DATA LISTING:

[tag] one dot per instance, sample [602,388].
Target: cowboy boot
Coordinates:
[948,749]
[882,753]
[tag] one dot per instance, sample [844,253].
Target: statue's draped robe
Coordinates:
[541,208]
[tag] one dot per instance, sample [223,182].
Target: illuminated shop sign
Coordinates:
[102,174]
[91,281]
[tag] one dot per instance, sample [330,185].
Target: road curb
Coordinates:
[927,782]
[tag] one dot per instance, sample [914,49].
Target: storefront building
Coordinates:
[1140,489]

REQUIREMENTS: Please repeat all of the records above verbatim, line by line.

OUTPUT OF THE EXERCISE:
[tag] one dot per instance, sample [602,388].
Target: cowboy boot
Coordinates:
[948,749]
[882,753]
[tag] one dot per instance, sample [844,253].
Target: statue's draped robe
Coordinates:
[541,208]
[tag] one dot per instance, sample [223,182].
Target: illuminated shop sign
Coordinates:
[102,174]
[91,281]
[tag] one dot per instance, sample [330,185].
Target: road curb
Coordinates:
[927,782]
[tag] one dot per instance, sample [914,49].
Target: storefront building
Coordinates:
[1140,489]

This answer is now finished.